* [PROBLEM DESCRIPTION]:
Repeat the lines beginning at the one with "Target: cloud" and running to the end of the material, keeping the first and last of them, exactly as they appear.

* [SOURCE MATERIAL]:
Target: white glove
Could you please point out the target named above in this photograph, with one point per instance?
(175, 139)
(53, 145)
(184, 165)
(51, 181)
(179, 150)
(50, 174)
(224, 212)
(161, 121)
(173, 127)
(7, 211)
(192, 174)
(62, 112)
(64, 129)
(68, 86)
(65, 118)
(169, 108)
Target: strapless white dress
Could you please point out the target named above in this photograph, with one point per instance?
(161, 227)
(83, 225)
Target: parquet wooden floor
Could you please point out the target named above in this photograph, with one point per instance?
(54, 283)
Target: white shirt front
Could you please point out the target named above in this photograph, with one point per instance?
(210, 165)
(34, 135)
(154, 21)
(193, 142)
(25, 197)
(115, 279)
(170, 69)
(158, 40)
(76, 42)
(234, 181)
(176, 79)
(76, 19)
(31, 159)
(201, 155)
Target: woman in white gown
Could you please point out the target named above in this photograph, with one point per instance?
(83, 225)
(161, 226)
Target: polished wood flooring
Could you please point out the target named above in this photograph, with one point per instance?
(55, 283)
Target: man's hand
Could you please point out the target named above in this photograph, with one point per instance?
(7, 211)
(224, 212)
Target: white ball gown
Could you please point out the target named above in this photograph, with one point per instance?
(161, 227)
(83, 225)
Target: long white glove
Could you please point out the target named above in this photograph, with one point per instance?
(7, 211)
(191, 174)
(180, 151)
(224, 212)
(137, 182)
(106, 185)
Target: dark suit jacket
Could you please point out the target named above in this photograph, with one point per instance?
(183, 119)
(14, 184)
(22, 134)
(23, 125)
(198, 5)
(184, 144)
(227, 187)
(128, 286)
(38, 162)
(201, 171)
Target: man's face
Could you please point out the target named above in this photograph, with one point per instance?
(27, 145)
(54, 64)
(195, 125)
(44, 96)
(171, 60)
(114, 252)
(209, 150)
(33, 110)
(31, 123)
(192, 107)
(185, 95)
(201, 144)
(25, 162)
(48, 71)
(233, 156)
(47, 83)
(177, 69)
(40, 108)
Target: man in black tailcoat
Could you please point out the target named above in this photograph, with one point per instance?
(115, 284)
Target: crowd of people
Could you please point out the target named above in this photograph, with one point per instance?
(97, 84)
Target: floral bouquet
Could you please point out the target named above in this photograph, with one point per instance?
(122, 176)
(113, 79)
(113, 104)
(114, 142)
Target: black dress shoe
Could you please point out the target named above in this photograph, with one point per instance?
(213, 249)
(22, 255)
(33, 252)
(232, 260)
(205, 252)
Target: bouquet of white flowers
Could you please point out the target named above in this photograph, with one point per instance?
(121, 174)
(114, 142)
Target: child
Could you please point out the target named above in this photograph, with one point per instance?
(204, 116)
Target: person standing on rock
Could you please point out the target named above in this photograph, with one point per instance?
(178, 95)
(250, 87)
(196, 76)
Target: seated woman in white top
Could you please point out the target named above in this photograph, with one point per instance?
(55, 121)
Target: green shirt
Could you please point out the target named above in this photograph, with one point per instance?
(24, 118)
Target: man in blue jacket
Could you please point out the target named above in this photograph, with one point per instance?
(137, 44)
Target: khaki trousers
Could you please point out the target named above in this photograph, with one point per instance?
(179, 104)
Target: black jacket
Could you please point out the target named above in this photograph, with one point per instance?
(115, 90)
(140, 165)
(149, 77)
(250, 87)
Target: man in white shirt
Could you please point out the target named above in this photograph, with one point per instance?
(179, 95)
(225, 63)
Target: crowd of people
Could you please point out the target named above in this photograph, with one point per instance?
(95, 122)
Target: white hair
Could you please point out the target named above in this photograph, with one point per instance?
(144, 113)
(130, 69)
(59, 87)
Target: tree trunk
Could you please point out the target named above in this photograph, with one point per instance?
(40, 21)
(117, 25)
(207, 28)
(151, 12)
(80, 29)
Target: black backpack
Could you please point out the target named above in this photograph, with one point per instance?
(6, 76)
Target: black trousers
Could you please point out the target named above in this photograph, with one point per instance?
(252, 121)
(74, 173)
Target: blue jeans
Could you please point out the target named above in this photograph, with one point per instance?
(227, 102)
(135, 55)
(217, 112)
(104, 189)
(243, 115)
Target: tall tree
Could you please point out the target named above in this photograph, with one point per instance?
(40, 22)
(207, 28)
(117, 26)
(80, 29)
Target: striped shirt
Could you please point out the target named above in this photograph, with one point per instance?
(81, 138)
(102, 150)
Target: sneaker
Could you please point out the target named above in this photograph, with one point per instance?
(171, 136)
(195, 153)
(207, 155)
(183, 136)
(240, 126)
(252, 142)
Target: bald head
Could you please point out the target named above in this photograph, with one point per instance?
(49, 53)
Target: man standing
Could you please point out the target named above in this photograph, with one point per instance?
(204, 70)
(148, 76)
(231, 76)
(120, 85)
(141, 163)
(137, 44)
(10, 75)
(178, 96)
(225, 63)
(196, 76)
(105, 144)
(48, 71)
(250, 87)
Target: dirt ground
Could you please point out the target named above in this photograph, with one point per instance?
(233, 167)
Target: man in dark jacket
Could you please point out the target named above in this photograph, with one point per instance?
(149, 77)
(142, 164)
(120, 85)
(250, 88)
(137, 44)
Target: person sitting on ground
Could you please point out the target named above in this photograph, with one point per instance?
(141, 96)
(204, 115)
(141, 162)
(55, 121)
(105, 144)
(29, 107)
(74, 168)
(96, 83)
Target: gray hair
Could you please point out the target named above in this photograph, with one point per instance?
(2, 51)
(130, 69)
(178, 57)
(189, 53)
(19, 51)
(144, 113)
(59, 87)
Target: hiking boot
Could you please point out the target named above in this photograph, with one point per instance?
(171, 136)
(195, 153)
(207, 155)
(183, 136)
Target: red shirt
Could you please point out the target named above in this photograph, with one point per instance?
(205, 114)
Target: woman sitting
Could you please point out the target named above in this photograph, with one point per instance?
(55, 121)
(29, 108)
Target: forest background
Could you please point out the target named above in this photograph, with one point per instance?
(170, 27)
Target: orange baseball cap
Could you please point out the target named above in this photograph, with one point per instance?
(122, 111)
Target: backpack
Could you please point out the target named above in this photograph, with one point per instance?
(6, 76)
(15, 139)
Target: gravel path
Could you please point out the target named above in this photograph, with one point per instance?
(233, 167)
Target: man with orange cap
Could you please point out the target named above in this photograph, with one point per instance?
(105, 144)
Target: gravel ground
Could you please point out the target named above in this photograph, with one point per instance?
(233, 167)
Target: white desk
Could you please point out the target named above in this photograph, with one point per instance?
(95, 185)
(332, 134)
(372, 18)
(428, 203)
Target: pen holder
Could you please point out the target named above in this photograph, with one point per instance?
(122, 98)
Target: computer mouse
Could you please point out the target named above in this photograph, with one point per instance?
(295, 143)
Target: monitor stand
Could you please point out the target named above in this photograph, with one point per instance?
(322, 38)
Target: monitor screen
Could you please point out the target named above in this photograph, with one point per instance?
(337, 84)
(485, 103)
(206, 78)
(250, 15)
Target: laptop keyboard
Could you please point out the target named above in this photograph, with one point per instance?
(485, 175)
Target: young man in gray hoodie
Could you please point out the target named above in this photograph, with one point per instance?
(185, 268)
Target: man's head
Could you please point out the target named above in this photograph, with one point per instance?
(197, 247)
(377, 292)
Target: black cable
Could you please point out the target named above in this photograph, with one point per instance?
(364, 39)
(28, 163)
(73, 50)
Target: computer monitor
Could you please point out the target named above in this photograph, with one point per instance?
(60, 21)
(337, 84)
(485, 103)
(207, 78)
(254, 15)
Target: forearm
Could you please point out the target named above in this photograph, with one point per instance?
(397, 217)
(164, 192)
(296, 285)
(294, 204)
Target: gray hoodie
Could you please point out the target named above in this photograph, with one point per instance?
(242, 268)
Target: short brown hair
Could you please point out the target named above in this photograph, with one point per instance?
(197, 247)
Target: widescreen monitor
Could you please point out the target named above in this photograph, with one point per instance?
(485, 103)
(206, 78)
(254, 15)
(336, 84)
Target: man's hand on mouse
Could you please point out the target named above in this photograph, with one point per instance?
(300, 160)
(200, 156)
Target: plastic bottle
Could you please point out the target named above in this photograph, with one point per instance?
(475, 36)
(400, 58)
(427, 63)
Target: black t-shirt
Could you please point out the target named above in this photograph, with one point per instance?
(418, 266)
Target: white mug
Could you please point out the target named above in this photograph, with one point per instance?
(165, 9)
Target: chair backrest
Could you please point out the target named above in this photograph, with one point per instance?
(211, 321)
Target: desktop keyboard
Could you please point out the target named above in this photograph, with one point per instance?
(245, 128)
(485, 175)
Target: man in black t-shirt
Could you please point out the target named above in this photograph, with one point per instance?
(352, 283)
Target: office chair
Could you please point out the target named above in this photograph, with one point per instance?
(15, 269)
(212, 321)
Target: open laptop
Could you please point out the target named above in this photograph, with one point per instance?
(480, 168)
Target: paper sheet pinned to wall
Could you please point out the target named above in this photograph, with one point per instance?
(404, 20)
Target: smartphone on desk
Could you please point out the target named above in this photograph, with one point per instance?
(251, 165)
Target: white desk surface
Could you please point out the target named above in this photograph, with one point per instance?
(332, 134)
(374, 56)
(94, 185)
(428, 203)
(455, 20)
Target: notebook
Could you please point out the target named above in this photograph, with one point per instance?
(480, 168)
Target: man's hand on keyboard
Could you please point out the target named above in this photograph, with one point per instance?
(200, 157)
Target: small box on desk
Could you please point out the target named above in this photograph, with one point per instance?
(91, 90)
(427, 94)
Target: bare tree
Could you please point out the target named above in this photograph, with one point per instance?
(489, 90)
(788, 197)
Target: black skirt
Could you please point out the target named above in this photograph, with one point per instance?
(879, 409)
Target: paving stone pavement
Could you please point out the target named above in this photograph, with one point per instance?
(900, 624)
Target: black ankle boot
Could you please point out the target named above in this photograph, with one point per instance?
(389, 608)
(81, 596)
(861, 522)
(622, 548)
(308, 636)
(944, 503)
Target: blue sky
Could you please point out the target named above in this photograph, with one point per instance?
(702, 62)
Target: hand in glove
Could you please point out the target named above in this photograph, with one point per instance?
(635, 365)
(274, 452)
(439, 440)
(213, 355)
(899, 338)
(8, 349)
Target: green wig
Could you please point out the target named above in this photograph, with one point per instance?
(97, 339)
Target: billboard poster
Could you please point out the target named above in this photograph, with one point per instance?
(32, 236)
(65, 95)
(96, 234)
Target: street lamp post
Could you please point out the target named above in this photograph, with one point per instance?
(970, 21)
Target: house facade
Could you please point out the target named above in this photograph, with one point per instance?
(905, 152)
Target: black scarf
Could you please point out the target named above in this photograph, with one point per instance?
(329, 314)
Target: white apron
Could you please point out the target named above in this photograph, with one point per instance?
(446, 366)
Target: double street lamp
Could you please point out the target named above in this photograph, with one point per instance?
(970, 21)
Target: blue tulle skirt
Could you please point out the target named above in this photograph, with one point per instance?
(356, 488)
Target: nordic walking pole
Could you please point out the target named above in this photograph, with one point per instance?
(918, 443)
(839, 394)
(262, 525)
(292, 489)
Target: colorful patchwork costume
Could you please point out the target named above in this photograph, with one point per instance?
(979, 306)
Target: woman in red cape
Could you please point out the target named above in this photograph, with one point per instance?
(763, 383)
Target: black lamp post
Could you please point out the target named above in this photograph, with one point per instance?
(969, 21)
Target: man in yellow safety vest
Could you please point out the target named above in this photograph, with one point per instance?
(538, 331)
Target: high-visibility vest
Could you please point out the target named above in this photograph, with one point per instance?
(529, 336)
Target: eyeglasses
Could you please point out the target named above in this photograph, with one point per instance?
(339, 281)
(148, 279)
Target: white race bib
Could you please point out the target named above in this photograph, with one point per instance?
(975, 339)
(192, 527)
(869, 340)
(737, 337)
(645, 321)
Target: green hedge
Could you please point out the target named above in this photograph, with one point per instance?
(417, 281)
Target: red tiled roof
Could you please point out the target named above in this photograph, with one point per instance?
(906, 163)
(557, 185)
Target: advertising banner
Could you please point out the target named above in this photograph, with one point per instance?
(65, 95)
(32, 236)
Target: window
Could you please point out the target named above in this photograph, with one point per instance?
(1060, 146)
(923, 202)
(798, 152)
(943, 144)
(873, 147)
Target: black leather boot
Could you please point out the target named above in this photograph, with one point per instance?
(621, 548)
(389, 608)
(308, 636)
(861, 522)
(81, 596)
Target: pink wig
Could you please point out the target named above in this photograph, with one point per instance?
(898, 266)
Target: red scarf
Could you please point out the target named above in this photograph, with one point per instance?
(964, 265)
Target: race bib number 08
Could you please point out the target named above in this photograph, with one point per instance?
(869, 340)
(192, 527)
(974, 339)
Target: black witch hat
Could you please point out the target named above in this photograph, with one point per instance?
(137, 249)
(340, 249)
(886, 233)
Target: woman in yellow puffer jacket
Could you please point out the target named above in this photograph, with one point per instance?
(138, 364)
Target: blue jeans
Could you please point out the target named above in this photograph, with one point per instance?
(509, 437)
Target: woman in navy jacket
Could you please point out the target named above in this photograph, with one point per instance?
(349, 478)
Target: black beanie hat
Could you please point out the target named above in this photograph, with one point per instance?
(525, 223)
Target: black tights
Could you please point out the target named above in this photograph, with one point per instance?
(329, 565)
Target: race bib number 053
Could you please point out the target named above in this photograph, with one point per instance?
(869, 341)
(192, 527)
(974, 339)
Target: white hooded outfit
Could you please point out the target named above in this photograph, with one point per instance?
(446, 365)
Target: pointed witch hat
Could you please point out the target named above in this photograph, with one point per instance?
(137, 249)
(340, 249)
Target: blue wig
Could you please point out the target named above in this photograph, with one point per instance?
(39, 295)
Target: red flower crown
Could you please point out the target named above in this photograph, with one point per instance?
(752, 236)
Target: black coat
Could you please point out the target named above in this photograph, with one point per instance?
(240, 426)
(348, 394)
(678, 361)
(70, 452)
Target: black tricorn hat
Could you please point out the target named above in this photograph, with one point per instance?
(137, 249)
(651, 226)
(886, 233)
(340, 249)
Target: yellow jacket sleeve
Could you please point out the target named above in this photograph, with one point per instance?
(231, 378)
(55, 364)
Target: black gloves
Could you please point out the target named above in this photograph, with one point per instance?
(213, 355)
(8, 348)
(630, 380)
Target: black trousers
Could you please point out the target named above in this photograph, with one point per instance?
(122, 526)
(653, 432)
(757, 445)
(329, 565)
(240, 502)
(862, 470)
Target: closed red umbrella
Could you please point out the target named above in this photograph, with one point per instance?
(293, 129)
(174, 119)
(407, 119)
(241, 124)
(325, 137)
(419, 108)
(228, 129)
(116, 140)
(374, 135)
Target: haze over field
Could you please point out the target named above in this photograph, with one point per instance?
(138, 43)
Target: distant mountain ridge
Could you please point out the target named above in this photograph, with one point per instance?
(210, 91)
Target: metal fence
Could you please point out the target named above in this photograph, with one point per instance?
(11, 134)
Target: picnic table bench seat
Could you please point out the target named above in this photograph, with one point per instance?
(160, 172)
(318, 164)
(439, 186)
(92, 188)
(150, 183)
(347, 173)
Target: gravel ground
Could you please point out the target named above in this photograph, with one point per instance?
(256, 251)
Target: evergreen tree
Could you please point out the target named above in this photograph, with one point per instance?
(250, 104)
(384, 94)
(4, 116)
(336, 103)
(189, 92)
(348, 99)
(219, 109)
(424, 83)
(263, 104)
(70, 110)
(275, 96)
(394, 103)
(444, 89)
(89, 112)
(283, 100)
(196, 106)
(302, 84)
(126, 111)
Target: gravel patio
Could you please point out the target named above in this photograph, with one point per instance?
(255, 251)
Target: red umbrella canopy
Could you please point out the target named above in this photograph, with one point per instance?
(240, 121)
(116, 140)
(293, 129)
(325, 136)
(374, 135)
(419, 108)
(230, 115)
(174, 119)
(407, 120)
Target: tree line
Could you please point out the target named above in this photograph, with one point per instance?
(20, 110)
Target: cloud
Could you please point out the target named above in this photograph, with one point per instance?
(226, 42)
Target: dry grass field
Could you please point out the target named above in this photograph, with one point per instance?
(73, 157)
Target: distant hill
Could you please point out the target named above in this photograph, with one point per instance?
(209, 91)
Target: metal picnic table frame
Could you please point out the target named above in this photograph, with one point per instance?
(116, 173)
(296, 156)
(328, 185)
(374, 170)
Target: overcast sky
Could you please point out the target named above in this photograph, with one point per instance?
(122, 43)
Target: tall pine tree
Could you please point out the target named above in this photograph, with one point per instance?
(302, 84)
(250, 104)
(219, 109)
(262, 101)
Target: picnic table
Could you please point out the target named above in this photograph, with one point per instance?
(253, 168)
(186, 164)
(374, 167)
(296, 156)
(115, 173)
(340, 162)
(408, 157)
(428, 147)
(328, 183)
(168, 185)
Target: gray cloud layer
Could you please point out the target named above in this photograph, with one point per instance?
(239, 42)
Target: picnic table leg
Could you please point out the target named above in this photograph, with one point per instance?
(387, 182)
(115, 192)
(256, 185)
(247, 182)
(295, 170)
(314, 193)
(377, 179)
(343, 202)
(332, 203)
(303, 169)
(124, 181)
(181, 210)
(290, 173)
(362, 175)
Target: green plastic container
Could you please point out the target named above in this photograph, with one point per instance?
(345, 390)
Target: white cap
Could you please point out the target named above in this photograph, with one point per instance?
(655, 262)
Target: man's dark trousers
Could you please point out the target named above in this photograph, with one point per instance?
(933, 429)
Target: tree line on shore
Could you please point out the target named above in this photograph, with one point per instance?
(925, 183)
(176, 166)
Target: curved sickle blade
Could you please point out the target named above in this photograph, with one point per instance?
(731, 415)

* [EXERCISE OUTPUT]:
Target: cloud
Could you please point out the target named above in this photograph, with one point per instance?
(226, 42)
Target: dry grass field
Could you please point out the target named above in this photograph, with one point per instance?
(73, 157)
Target: distant hill
Could you please point out the target named above in this photograph, with one point per instance?
(209, 91)
Target: metal picnic table frame
Could you please point out the target named above in this photograph, with one point per instance?
(116, 173)
(296, 156)
(328, 185)
(374, 170)
Target: overcast sky
Could you please point out the target named above in this photograph, with one point per instance?
(122, 43)
Target: tall pine tree
Could you please point out the target named above in this photograph, with one point per instance?
(302, 84)
(250, 104)
(219, 109)
(262, 101)
Target: picnic table
Could you please point out the target named above in this photograph, with one point per instance?
(253, 168)
(186, 164)
(374, 167)
(296, 156)
(115, 173)
(340, 162)
(408, 157)
(428, 147)
(328, 183)
(168, 185)
Target: gray cloud layer
Could you please point out the target named above in this photograph, with one point per instance?
(239, 42)
Target: picnic table leg
Could you please point out the target named above in this photograph, with one point per instance?
(387, 182)
(115, 192)
(256, 185)
(247, 182)
(295, 170)
(314, 193)
(377, 179)
(343, 202)
(332, 203)
(303, 169)
(124, 181)
(181, 210)
(290, 173)
(362, 175)
Target: green plastic container
Could you please point out the target named above in this photograph, with one point per instance?
(345, 390)
Target: white cap
Could you please point out the target named above in this photograph, with one point per instance?
(655, 262)
Target: man's dark trousers
Could you please point out the target named above in this photograph, with one point per instance?
(933, 429)
Target: tree line on shore
Could you please point out the target named above in this photograph, with one point per instance?
(925, 183)
(176, 166)
Target: curved sickle blade
Could you please point out the target named above in this photograph, with one point per instance?
(731, 415)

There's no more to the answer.